[Begin]

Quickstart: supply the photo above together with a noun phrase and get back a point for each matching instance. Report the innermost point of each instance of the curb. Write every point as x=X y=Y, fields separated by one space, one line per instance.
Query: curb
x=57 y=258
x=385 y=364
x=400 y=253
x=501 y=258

[End]
[Begin]

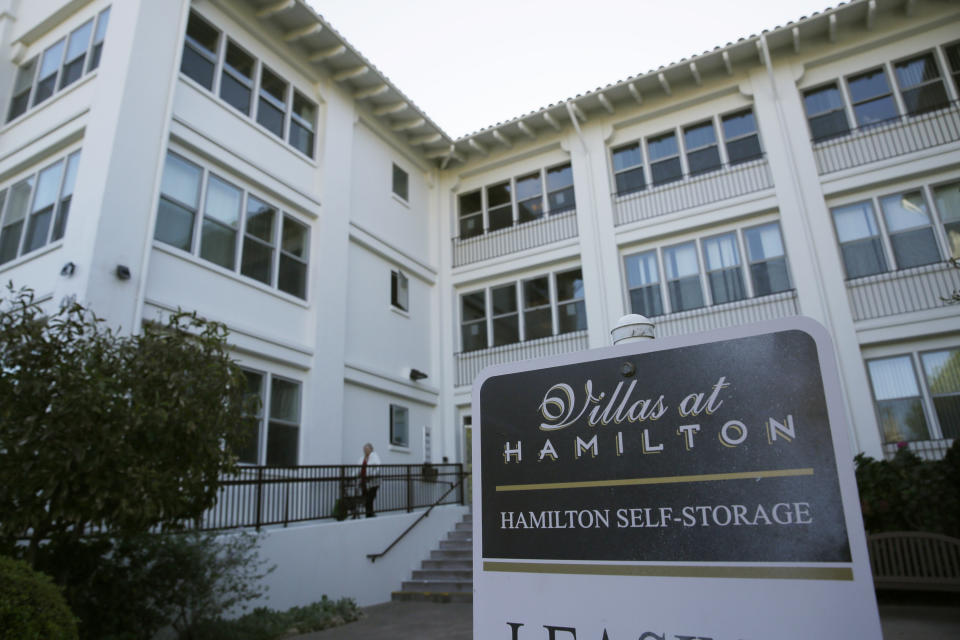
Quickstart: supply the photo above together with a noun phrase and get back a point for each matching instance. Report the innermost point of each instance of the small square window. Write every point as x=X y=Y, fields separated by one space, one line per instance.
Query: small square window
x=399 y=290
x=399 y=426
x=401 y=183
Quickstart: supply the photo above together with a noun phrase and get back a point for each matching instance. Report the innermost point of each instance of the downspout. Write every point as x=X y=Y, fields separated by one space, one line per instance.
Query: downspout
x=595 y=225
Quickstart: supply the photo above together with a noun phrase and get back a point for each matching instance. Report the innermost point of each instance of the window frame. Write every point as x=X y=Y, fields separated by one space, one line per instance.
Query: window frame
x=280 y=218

[End]

Duplicate the part of the material above that opens with the line containing "of the window" and closes with the line containing "x=280 y=218", reproducing each line unchanged.

Quickstart: supply the photo above together with a noun phrase and get back a point for each matching instance. Report the innermost point of each instance of the window frame. Write every point as x=X y=Y, fields separated by one space, one line per instance.
Query: window frame
x=280 y=218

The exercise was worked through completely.